* Problem to solve
Only the lines below from the one containing "x=363, y=491" to the one containing "x=153, y=132" should be repeated, both included and unchanged.

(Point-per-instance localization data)
########################################
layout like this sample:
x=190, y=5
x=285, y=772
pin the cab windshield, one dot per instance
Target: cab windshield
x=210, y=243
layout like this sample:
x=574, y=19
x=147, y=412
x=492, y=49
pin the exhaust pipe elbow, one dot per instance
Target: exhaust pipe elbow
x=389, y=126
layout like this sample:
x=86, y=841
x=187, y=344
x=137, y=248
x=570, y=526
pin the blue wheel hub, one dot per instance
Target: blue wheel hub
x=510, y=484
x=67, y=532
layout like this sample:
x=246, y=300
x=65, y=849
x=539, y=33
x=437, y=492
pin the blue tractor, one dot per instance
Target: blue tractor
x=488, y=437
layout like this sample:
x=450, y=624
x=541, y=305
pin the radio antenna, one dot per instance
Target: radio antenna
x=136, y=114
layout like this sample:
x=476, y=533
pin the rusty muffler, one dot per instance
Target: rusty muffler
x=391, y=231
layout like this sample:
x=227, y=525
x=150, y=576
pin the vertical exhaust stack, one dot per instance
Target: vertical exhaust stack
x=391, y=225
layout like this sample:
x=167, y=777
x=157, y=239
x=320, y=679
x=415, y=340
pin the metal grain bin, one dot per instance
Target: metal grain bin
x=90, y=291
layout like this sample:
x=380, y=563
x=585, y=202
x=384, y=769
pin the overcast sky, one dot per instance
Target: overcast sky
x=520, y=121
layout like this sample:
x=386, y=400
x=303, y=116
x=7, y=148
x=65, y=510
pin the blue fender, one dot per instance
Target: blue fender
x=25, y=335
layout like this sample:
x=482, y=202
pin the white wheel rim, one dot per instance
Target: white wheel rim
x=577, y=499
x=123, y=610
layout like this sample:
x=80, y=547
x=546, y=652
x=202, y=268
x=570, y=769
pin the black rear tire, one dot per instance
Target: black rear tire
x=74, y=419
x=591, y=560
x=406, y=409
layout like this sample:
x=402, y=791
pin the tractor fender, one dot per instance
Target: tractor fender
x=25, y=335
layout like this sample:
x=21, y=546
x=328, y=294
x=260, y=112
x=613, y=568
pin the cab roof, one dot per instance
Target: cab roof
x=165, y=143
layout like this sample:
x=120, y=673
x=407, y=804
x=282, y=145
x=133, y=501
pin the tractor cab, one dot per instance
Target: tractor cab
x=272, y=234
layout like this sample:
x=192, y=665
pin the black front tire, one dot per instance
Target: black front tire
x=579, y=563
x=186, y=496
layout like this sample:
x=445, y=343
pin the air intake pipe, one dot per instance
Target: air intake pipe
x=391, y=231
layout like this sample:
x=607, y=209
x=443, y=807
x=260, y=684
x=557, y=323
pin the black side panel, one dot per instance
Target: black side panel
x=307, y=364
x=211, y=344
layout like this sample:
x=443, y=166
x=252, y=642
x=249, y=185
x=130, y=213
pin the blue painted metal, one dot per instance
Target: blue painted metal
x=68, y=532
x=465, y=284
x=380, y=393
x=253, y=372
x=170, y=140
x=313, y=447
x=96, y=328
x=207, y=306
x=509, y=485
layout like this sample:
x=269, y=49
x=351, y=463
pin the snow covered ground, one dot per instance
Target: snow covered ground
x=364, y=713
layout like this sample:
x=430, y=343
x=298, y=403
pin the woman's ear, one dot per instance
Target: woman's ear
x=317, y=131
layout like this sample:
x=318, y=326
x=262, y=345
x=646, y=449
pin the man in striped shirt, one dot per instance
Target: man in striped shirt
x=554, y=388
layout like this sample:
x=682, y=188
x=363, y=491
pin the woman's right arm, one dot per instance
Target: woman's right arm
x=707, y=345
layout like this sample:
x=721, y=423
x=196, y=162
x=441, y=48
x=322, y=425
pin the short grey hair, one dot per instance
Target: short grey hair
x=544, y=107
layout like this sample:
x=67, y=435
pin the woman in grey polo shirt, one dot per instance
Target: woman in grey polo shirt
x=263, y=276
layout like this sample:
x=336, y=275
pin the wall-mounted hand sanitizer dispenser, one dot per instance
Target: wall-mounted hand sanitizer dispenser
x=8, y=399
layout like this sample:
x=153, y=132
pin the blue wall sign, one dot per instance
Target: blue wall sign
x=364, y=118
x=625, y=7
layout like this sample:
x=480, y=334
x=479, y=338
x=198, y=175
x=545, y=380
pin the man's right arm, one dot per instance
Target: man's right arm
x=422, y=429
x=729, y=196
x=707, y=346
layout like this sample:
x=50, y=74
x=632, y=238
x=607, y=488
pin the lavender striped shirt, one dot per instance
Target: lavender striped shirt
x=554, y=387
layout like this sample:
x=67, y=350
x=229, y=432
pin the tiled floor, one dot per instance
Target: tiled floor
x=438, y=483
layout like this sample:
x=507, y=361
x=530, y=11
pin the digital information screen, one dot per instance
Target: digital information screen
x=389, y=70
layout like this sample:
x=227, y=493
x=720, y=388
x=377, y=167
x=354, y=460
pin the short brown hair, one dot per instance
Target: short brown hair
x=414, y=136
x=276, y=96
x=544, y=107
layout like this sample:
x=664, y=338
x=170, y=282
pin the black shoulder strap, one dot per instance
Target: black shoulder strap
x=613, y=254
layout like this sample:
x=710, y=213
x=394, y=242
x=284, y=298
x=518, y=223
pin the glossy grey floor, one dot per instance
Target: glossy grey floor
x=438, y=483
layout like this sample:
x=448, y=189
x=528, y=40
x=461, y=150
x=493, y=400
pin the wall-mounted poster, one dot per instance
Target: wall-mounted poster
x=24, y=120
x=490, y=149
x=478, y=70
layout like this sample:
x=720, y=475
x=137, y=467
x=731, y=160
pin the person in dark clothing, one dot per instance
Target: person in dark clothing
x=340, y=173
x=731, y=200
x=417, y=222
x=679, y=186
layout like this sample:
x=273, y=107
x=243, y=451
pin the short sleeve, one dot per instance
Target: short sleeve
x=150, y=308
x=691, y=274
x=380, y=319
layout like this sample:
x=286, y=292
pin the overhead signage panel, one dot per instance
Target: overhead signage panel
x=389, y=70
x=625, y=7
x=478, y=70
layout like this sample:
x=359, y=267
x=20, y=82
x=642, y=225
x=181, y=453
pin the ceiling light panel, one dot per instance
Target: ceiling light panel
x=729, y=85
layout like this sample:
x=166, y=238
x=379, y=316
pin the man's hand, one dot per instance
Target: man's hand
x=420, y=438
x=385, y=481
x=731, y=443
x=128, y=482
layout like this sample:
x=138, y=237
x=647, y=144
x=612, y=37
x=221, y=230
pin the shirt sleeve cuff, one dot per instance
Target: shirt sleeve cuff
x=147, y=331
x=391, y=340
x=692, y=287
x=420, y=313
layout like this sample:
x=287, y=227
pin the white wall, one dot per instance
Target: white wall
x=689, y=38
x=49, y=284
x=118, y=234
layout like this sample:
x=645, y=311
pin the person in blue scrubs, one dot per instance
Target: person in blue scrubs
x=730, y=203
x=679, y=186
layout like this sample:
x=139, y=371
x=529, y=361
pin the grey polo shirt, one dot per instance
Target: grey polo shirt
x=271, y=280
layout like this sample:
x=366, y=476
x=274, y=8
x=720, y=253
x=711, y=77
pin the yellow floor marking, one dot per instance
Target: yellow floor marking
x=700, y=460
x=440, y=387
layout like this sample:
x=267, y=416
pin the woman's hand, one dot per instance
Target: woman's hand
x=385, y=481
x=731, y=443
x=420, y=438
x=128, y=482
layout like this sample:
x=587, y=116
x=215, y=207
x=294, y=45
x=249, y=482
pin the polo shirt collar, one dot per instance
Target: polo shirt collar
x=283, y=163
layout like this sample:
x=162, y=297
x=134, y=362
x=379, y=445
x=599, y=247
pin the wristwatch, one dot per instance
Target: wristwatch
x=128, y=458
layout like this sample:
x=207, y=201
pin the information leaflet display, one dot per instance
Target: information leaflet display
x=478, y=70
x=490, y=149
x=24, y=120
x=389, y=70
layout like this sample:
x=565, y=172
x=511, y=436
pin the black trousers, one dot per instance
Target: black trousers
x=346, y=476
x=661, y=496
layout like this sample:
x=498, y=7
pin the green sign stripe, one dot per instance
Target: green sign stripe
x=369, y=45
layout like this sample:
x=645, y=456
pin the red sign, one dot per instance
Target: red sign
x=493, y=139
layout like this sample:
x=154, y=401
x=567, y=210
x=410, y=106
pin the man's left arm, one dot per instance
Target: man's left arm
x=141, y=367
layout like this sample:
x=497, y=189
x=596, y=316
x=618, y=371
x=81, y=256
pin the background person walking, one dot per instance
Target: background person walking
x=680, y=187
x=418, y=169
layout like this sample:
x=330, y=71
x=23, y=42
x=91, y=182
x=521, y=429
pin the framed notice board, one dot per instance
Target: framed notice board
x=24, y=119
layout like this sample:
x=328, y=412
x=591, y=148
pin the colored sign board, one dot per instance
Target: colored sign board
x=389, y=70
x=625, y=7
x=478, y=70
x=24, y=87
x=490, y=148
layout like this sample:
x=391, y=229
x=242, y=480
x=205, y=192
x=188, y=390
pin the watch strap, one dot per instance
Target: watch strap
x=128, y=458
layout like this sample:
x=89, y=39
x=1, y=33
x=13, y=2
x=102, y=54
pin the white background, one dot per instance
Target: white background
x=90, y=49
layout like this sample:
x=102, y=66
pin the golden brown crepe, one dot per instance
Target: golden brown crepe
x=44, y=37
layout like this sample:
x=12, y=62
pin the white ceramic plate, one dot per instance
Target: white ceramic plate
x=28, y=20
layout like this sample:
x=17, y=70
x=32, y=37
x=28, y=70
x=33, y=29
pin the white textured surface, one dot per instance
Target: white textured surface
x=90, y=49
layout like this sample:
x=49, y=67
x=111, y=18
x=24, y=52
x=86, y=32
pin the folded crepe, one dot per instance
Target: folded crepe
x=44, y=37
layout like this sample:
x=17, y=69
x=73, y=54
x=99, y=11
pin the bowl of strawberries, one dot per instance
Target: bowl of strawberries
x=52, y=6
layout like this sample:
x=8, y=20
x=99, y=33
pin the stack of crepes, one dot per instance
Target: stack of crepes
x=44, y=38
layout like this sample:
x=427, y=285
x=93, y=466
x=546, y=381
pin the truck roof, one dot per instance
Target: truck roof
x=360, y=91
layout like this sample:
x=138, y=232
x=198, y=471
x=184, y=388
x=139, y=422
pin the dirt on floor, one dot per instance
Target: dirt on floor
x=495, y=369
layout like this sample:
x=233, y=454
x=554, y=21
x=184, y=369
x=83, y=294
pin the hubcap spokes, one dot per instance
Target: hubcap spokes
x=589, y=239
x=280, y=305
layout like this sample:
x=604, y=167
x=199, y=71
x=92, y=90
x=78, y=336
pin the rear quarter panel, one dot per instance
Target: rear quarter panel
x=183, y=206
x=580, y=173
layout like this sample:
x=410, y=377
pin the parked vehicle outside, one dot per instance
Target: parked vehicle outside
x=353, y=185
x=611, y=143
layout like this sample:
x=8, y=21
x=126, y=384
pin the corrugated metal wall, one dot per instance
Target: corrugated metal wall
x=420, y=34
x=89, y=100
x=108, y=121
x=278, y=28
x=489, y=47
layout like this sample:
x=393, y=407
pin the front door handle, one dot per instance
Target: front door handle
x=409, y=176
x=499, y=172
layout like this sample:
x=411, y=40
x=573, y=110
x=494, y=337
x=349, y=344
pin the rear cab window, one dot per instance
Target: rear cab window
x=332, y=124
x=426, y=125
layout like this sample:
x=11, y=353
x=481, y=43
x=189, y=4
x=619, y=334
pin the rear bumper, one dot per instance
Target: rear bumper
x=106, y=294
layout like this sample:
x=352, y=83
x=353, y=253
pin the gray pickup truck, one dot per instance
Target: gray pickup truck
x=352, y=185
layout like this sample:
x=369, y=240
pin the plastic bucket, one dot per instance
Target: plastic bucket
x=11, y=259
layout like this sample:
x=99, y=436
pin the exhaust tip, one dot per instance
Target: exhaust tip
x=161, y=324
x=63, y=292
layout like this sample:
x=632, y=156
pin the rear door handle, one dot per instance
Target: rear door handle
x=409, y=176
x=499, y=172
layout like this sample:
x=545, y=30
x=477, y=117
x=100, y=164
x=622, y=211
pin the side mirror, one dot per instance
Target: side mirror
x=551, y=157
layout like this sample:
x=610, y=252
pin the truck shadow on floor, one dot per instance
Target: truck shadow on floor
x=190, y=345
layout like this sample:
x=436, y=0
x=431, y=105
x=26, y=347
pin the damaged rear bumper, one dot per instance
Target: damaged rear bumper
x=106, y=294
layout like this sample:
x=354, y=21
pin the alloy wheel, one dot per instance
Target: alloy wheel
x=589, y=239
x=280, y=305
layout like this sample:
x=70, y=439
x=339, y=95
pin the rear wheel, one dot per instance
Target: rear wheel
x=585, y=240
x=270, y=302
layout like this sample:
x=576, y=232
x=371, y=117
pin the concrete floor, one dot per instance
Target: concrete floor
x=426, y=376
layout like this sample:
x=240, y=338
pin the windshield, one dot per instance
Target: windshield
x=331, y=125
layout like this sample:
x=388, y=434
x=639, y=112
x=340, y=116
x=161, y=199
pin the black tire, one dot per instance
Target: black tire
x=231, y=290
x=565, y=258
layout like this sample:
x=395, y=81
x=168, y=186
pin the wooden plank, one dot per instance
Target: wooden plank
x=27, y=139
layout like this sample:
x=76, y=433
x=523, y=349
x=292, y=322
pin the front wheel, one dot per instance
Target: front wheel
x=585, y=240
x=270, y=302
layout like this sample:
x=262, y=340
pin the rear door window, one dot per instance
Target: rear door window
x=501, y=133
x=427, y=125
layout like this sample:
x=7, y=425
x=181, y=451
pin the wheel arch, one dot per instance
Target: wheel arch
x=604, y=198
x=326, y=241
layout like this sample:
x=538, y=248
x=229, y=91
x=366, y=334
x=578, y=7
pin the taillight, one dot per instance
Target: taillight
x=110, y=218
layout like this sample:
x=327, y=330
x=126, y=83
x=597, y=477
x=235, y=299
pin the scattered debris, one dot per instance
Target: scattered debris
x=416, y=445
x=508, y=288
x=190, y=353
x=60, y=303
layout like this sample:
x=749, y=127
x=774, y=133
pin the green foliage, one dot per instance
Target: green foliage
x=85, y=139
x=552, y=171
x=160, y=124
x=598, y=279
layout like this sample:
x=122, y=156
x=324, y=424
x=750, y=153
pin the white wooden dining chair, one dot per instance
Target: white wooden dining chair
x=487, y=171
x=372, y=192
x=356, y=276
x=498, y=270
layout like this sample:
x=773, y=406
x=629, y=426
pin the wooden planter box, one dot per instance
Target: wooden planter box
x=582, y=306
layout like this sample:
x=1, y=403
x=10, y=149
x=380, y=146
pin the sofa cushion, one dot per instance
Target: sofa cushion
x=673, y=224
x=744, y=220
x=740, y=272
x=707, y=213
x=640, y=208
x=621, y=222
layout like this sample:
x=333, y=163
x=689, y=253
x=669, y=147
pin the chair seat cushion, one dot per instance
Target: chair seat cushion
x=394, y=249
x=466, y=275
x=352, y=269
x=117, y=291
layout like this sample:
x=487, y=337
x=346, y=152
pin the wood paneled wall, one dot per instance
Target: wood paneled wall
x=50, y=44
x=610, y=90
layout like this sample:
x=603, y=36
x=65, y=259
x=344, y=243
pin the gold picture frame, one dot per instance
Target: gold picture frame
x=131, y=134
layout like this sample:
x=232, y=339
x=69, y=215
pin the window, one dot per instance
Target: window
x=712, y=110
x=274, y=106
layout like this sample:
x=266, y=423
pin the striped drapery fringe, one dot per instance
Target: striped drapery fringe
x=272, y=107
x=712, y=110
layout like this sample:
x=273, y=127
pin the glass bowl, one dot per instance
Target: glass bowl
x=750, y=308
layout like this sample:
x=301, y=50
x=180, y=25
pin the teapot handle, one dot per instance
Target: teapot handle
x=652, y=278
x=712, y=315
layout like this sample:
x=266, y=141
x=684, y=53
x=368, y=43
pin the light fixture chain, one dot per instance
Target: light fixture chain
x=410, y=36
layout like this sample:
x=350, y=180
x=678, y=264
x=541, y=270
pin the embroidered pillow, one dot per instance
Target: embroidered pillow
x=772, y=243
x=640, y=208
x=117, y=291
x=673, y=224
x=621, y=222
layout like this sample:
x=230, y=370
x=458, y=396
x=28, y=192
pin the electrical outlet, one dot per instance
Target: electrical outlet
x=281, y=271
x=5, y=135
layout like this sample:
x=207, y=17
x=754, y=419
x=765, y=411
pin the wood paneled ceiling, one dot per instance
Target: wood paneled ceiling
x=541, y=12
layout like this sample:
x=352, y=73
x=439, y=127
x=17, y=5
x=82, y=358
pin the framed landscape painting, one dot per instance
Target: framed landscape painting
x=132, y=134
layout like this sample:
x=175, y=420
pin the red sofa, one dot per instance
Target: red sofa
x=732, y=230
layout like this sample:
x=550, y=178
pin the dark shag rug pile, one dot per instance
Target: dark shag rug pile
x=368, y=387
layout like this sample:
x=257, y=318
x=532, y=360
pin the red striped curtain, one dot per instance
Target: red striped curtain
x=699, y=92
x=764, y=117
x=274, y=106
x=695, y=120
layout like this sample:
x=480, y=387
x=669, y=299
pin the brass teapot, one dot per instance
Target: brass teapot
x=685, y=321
########################################
* Solution for this exercise
x=363, y=491
pin the woman's right arm, one dot per instance
Target: woman's right arm
x=707, y=345
layout like this sample:
x=721, y=423
x=196, y=162
x=441, y=48
x=322, y=425
pin the short grey hair, one dot per instance
Target: short grey hair
x=544, y=107
layout like this sample:
x=67, y=435
pin the woman in grey polo shirt, one dot per instance
Target: woman in grey polo shirt
x=263, y=276
layout like this sample:
x=336, y=275
pin the wall-mounted hand sanitizer dispenser, one dot per instance
Target: wall-mounted hand sanitizer dispenser
x=8, y=399
layout like this sample:
x=153, y=132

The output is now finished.